__TASK BRIEF__
Rewrite the data below, changing every "traffic ops" to "road monitoring" and keeping everything else the same. Leave the pictures out of your answer.

* * *

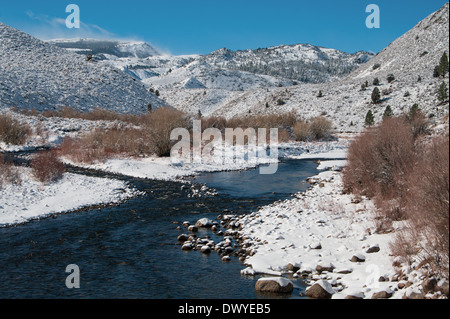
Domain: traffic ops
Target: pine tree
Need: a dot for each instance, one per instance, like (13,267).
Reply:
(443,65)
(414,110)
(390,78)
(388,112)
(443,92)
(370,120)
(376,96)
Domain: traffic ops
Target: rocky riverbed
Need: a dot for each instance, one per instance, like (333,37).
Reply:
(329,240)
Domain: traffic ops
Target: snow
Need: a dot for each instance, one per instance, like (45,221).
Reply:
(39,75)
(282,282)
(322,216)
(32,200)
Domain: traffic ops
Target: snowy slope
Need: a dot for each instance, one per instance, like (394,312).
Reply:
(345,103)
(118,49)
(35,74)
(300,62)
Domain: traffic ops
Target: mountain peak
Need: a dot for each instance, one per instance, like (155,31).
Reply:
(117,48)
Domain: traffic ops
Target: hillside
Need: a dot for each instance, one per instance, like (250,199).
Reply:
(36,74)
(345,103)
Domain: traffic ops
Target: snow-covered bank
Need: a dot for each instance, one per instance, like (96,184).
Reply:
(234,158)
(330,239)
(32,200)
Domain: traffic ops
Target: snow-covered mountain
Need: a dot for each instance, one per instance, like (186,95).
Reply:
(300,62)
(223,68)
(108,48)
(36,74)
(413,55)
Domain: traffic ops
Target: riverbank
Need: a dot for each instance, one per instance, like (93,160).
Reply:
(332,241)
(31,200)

* * *

__FINAL ANSWER__
Domain: road monitoring
Target: pine tree
Need: a dot for each instance, one per instance, like (13,267).
Reply:
(443,65)
(414,110)
(390,78)
(388,112)
(443,92)
(370,120)
(376,96)
Domain: road monitoring
Target: rocky riverbed
Need: a dot for each instance, one per instance, like (333,37).
Reply:
(329,240)
Domain: road monitoring
Target: snow
Need: a dot for each instance, one per instance, like (45,221).
Reply:
(39,75)
(282,282)
(322,216)
(32,200)
Domain: road monitoring
Target: snowy slope
Need: a dot for each instance, one per instance, like (394,312).
Reply:
(345,103)
(118,49)
(35,74)
(300,62)
Domain: road monitoring
Target: mountain peak
Need: a dot for each instance, one per instance, like (155,31).
Reply:
(117,48)
Domain: road monitoring
Target: hillside
Need: a dot for each instance, one per instance, like (250,199).
Reply:
(36,74)
(345,103)
Domain: road monitoring
Target: snow-covered bank
Need: a dot for each instance, one per instance, like (96,184).
Reply:
(234,158)
(330,239)
(32,200)
Domain: road monitoring
Target: snow-covered mountain
Need: a dot for each instance, one per instance, like (186,95).
Reply:
(300,62)
(223,68)
(108,48)
(36,74)
(413,55)
Domain: road monitoring
Target: riverbank
Need: a dot for each instance, one per instance, like (93,160).
Reply:
(332,241)
(31,200)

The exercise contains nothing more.